DATA SECTION Start Marker

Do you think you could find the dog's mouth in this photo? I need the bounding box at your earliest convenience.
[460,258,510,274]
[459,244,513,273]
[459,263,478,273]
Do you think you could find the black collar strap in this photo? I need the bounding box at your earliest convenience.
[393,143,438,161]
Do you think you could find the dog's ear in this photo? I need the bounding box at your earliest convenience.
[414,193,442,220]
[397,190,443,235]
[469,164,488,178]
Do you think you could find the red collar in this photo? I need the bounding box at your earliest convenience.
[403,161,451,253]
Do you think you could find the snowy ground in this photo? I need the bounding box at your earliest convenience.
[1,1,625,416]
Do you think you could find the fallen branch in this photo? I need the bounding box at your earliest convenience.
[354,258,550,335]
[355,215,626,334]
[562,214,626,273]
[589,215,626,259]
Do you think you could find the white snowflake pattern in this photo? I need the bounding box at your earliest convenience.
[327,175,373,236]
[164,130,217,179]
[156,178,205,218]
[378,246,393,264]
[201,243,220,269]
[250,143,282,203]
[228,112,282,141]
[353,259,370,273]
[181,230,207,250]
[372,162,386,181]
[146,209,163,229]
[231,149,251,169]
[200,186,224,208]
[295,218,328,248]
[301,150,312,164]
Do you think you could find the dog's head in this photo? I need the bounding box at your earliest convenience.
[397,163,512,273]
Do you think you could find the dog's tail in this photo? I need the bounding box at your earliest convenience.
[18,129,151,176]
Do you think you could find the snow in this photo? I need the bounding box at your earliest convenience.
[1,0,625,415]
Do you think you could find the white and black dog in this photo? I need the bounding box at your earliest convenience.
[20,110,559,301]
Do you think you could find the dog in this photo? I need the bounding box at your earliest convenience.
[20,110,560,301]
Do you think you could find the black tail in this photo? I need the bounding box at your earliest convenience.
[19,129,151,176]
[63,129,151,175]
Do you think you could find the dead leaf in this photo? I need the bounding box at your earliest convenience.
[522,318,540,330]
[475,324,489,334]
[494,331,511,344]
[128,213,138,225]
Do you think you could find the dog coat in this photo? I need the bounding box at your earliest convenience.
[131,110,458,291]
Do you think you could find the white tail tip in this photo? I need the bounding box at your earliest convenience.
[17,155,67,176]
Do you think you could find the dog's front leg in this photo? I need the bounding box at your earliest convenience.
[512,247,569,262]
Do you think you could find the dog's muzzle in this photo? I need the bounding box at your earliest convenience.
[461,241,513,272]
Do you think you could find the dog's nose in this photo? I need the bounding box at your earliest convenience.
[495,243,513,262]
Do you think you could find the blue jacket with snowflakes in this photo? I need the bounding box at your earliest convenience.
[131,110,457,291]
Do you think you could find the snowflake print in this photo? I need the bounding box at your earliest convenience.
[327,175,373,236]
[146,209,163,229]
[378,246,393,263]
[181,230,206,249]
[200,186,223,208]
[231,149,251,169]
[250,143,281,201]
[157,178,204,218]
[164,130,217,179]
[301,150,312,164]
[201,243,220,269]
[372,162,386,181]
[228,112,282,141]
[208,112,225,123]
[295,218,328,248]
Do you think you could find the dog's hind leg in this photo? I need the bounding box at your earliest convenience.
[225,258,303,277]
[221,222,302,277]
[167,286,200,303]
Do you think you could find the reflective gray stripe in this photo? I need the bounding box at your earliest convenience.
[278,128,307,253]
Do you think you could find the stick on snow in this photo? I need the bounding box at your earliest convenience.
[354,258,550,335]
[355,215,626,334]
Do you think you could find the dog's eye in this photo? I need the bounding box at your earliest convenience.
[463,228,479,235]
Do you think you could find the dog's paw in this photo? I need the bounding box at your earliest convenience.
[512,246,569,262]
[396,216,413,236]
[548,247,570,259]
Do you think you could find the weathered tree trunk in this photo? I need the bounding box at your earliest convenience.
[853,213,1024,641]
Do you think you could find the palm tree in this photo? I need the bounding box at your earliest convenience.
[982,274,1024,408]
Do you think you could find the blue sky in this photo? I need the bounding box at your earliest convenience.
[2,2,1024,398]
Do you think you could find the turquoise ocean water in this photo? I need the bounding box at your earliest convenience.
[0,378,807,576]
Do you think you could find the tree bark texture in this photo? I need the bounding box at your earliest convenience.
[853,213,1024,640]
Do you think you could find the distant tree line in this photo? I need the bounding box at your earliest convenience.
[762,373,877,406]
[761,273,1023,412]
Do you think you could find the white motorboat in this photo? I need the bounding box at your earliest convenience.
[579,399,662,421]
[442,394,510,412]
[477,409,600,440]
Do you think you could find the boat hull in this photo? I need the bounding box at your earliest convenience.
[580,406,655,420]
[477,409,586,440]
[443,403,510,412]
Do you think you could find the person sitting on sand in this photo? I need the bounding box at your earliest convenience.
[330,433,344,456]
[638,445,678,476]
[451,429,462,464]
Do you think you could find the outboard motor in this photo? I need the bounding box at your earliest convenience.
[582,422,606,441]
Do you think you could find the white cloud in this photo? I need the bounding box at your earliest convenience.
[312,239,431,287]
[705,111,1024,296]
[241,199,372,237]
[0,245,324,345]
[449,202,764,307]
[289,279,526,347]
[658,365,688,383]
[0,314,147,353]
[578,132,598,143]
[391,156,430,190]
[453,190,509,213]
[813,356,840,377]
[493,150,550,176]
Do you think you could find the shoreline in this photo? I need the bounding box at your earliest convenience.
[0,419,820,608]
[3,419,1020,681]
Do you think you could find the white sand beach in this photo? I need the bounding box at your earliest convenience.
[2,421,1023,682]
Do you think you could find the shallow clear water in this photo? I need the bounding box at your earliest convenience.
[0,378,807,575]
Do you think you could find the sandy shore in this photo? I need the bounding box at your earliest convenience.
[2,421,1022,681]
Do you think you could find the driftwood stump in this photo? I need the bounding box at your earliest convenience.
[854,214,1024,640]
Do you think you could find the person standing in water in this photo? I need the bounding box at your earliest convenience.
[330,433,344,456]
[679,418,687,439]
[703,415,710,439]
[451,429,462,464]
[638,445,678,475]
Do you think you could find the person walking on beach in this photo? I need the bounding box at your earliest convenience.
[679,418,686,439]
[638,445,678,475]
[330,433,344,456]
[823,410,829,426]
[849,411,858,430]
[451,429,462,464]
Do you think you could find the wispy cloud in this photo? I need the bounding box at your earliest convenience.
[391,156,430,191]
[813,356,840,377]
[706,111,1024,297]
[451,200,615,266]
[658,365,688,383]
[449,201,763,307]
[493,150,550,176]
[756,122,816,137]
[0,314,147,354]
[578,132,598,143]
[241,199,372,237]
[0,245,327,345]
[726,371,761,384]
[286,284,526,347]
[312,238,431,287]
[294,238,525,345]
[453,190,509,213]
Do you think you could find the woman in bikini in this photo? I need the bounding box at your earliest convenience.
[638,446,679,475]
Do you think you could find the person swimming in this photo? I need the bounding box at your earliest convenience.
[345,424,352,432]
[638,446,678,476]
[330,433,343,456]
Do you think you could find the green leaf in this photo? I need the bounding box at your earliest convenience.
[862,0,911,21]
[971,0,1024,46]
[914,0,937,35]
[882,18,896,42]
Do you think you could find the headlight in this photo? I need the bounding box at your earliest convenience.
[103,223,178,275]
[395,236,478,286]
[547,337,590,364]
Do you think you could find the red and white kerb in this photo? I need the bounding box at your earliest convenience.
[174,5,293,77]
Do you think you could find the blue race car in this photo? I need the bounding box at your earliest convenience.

DATA SECTION End Marker

HOW TO COMPLETE THIS TASK: All the records, from the first line to the last: repeat them exactly.

THE COMPLETED TASK:
Do you think you could find the dog's mouth in this photo? I need the bounding box at your earliest convenience.
[460,258,510,274]
[459,244,513,273]
[459,263,478,273]
Do you think you could find the black collar strap in this photo? I need the bounding box at your earliest convenience.
[393,143,438,161]
Do you think you could find the dog's ear in this photo? I need the bounding box at your earliest convenience.
[414,193,442,220]
[397,190,443,235]
[469,164,488,178]
Do you think you could find the red collar in this photo? I need the bounding box at your earliest convenience.
[403,161,451,253]
Do you think you could find the snowy ground in this photo? I need the bounding box at your earliest convenience.
[1,1,625,416]
Do you think you could find the fallen branch in this photo? I need the bounding box at your earliest convenience.
[354,258,550,335]
[355,215,626,334]
[562,214,626,273]
[589,215,626,259]
Do you think you could find the white snowflake pattern in this photo? I need the bounding box at your earliest convenience.
[327,175,373,236]
[164,130,217,179]
[156,178,205,218]
[378,246,393,264]
[201,243,220,269]
[250,143,282,203]
[228,112,282,141]
[353,259,370,273]
[181,230,207,250]
[372,162,386,181]
[146,209,163,229]
[231,149,251,169]
[200,186,224,208]
[295,218,328,248]
[301,150,312,164]
Do you think you could find the dog's head in this photo? I need the bounding box at your earliest convenience.
[397,163,512,273]
Do you think you could find the dog's tail in this photo? I need the bounding box at your earliest convenience.
[18,129,151,176]
Do you think you could find the snow in this photo? I need the bounding box at your earliest convenience.
[1,0,625,415]
Do you think you could find the white and black dog in this photo? I need the bounding box at your earliest convenience.
[20,110,559,301]
Do you think you could find the dog in this photo? I need the bounding box at your earliest convenience.
[20,110,560,301]
Do you think you could find the black tail in this photo? I need the bounding box at your earliest convenience.
[19,129,151,176]
[63,129,151,175]
Do you think you could find the dead leaf in this photo? I need the bounding box at your earliest convenience.
[522,318,540,330]
[475,324,489,334]
[494,331,511,344]
[128,213,138,225]
Do you think you could find the dog coat in this photo? I need the bounding box at your earliest convenience.
[131,110,458,291]
Do you think you could find the white tail tip in this photo? I need the bounding box at your earliest convenience.
[17,155,67,176]
Do you think you could find the dog's front leg in this photo? I need the bounding box at your earliest convenience.
[512,247,569,262]
Do you think you could find the dog's muzzle in this photo? I need the bounding box at your earliest convenience.
[461,241,513,272]
Do you think you could find the dog's nose in this photo? I need the bounding box at your earliest convenience.
[495,243,513,262]
Do you think you could find the blue jacket with snowflakes in this photo? I need the bounding box at your earliest convenience.
[131,110,457,291]
Do you think you could find the snowflake print in this photo? I need the bounding box at your earliest convenience.
[327,175,373,236]
[146,209,163,229]
[378,246,393,263]
[181,230,206,249]
[200,186,223,208]
[231,149,251,169]
[250,143,281,201]
[157,178,204,218]
[164,130,217,179]
[301,150,312,164]
[201,243,220,269]
[372,162,386,181]
[228,112,282,141]
[208,112,225,123]
[295,218,328,248]
Do you think you could find the dog's hind leg in this photo? I need the bounding box at your earliest convenience.
[225,258,303,277]
[221,222,302,277]
[167,286,200,303]
Do you think you could find the reflective gray stripe in this photo? I need the bounding box at your earliest convenience.
[278,128,307,253]
Do you think you could find the stick on snow in this photo? I need the bounding box at your earliest convenience.
[354,258,550,335]
[355,215,626,334]
Do you think you could find the dog's eye in this photo? I need the bounding box at your earliest convenience.
[463,228,479,235]
Do you think you could find the dog's paw in this photo? I need the bounding box at your earliest convenience.
[512,246,569,262]
[396,216,413,236]
[548,247,570,259]
Do you think you could find the weathered tree trunk in this photo? I need the bounding box at your earliest convenience.
[853,213,1024,641]
Do you think you could find the palm tree in this photo? I need the bounding box at your earliest convenience.
[982,274,1024,408]
Do you think you could find the blue sky in this photo? I need the bounding box at your earliest convenience.
[2,2,1024,398]
Do you think you could find the turquoise ocean water in this photo? I need the bounding box at your earliest convenience.
[0,378,807,576]
Do you think you could find the tree bark texture in this photo? I need the bounding box at your earliest convenience.
[853,213,1024,640]
Do you think you could find the distant tree line in this photo? I need the bounding box at your earliest convenience.
[762,373,877,406]
[761,273,1023,412]
Do you think you could find the white motorboat in this photo? I need the bounding box at your earliest convenience.
[579,399,662,421]
[442,394,510,412]
[477,409,600,440]
Do you think you could find the boat hull in this photo? I need the bounding box at your earliest convenience.
[580,406,655,420]
[477,409,586,440]
[443,403,510,412]
Do you think you could find the person sitting on sand in this photo? I need the bounding box at your earliest convenience.
[330,433,344,456]
[638,445,678,476]
[451,429,462,464]
Do you think you could find the outboard motor in this photo? I need the bounding box at your earliest convenience.
[582,422,606,441]
Do you think you could find the white cloud in this photo? I need the bounding box at your earliest convenience.
[312,239,431,287]
[705,111,1024,296]
[241,199,372,237]
[0,245,324,345]
[449,202,764,307]
[289,279,526,347]
[658,365,688,383]
[0,314,147,353]
[578,132,598,143]
[391,156,430,190]
[453,190,509,213]
[813,356,840,377]
[493,150,550,176]
Do you think you could find the shoreline in this photo? I need the bounding box at your earliest convenience.
[0,419,820,608]
[3,419,1020,681]
Do you think you could find the white sand beach in this photo? I need the bounding box at your earliest convenience.
[2,421,1023,682]
Do you think you could find the shallow clear water in this photo? I need the bounding box at your earliest convenience.
[0,378,807,575]
Do you think you could find the sandy shore in this photo? I need the bounding box at your earliest convenience.
[2,421,1022,681]
Do you think you could find the driftwood stump in this photo? I need the bounding box at your earliest convenience.
[854,214,1024,640]
Do you think you could find the person standing in water in this photo? I need the bounding box at your earliest convenience.
[330,433,344,456]
[679,418,687,439]
[703,415,710,439]
[451,429,462,464]
[638,445,678,475]
Do you think you could find the person walking on beach in this photo? I need the bounding box at your earliest convenience.
[679,418,686,439]
[638,445,678,475]
[330,433,344,456]
[823,410,829,426]
[849,411,858,430]
[451,429,462,464]
Do you think you could find the wispy cloud in this photo? I need the bounding box at your earliest convenience.
[391,156,430,191]
[813,356,840,377]
[706,111,1024,297]
[451,200,615,266]
[658,365,688,383]
[449,201,763,307]
[493,150,550,176]
[756,122,816,137]
[0,314,147,354]
[578,132,598,143]
[241,199,372,237]
[0,245,327,345]
[726,371,761,384]
[286,284,526,347]
[312,238,431,287]
[294,238,525,345]
[453,190,509,213]
Do you think you could find the woman in bikini in this photo? I need the bounding box at your earliest convenience.
[638,446,679,475]
Do you think you could find the person swimming in this photo? I need the bounding box at your earliest convenience.
[345,424,352,432]
[638,446,678,476]
[330,433,343,456]
Do you think you could find the green leaf in this photo? I need the bounding box at your earliest convenience.
[862,0,911,21]
[971,0,1024,46]
[914,0,937,35]
[882,18,896,42]
Do you think you could find the headlight in this photo? I need the bounding box at your earliest convenience.
[103,223,178,275]
[395,236,478,286]
[547,337,590,364]
Do you think you could find the red and white kerb in this photo? I need the bounding box at your earliest convenience.
[174,5,293,77]
Do you think you could find the blue race car in this photo? I need the bounding box at your earliest convenience.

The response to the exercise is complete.